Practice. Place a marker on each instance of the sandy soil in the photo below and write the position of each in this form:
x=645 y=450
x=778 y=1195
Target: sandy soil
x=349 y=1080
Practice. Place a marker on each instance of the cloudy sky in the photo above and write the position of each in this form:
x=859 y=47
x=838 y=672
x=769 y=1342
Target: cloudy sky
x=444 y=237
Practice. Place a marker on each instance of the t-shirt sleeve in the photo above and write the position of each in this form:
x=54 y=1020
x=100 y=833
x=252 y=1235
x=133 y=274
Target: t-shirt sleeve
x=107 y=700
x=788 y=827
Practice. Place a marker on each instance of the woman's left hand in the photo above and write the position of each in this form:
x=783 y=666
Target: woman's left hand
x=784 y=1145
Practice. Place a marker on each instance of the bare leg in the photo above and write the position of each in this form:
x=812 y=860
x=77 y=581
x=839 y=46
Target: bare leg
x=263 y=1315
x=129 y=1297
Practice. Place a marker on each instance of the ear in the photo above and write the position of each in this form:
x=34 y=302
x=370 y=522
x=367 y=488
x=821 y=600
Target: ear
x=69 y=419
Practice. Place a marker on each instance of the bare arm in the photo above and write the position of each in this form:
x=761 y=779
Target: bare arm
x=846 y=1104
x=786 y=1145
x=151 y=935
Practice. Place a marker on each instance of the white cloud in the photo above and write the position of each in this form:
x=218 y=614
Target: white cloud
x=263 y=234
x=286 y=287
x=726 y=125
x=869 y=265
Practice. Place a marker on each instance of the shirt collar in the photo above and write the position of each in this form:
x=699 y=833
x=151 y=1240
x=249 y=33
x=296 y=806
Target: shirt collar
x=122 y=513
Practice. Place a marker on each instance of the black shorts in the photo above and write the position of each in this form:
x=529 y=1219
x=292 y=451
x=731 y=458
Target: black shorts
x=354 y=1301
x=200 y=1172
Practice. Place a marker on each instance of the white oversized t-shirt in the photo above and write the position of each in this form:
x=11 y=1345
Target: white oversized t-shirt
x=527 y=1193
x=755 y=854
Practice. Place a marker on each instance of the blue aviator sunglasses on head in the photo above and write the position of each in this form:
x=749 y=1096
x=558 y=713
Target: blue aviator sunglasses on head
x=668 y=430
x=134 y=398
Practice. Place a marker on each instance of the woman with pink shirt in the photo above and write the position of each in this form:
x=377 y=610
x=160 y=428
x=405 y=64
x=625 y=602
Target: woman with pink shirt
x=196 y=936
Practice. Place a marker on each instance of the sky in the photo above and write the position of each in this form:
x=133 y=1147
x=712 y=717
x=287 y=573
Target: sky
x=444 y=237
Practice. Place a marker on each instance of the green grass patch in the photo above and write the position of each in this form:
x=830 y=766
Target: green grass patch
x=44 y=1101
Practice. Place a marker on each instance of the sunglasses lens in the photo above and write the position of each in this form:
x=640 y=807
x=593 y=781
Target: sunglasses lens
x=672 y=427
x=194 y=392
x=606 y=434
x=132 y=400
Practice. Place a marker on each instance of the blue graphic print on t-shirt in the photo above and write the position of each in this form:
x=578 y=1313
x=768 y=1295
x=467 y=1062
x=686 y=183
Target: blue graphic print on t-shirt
-*-*-
● EXERCISE:
Reproduce every one of the records above verbatim, line for line.

● FINISHED ANSWER:
Practice. Place a marker on each instance of the sandy soil in the photo below and write the position of each in this form:
x=645 y=450
x=778 y=1195
Target: sandy soil
x=349 y=1080
Practice. Place a marker on each instance of the cloudy sky in the photo above and write the position of each in this form:
x=859 y=47
x=838 y=672
x=769 y=1342
Target: cloudy sky
x=444 y=237
Practice. Place a marker on each instance of the t-shirt sleeve in the photo above and write the position of each in this form:
x=54 y=1020
x=100 y=833
x=252 y=1235
x=133 y=274
Target: t-shirt sleeve
x=107 y=700
x=788 y=827
Practice. Place a marker on each instance of the woman's left hand in the photo above and write the position of each in this form:
x=783 y=666
Target: woman's left hand
x=784 y=1145
Practice. Place a marker on each instance of the bare leg in the photo above and write the position of each in this form:
x=812 y=860
x=77 y=581
x=839 y=46
Target: bare leg
x=263 y=1315
x=129 y=1297
Practice. Place a marker on each instance of the ear in the photo above and write the position of each in this form:
x=34 y=302
x=370 y=522
x=367 y=488
x=821 y=600
Target: ear
x=69 y=419
Practice. Place a marker on each instance of the bare arm in the photo above and write the position of each in this form:
x=761 y=779
Target: bare arm
x=846 y=1104
x=786 y=1145
x=151 y=935
Practice. Place a marker on each instance of the white cloud in the photo above and write the position of each in this form:
x=218 y=614
Target: white cloud
x=263 y=234
x=286 y=287
x=726 y=125
x=869 y=265
Practice. Place a marker on each instance of the shirt collar in the photo above and write the position of each in this form:
x=699 y=833
x=151 y=1240
x=249 y=33
x=296 y=806
Target: shirt collar
x=122 y=513
Practice. Place a marker on each instance of the black shorts in the photo above and write the position of each in this form:
x=529 y=1219
x=292 y=451
x=731 y=458
Target: black shorts
x=354 y=1301
x=200 y=1172
Practice. Place a marker on each instance of the white oversized t-shirt in the photo above and write the position of each in this form:
x=11 y=1345
Target: white oversized t-shirt
x=527 y=1193
x=755 y=854
Practice. Place a marker on each instance of the blue aviator sunglasses on head in the photo above and write the position of each in this form:
x=749 y=1096
x=558 y=713
Target: blue aviator sunglasses on head
x=668 y=430
x=134 y=398
Practice. Place a marker on each instance of the woman with pink shirt in the photo above and write the position of each in this form:
x=377 y=610
x=160 y=428
x=405 y=64
x=625 y=602
Target: woman with pink shirt
x=196 y=936
Practice. Place a marker on each instance of the sky in the photo above and write the position of each in this form:
x=133 y=1147
x=712 y=717
x=287 y=573
Target: sky
x=444 y=237
Practice. Place a marker on each instance of the green grass patch in the photo above and write the position of each in this form:
x=830 y=766
Target: green grass patch
x=44 y=1101
Practice. Place a marker on each instance of the sunglasses lens in the photo above and write the position of each in this form:
x=640 y=807
x=593 y=781
Target: sunglasses lens
x=672 y=427
x=194 y=392
x=606 y=434
x=132 y=400
Practice. Place a marker on each instance of the blue graphic print on t-shirt in the photo above and write the position of each in this form:
x=578 y=1313
x=768 y=1295
x=467 y=1062
x=686 y=183
Target: blue graphic print on t-shirt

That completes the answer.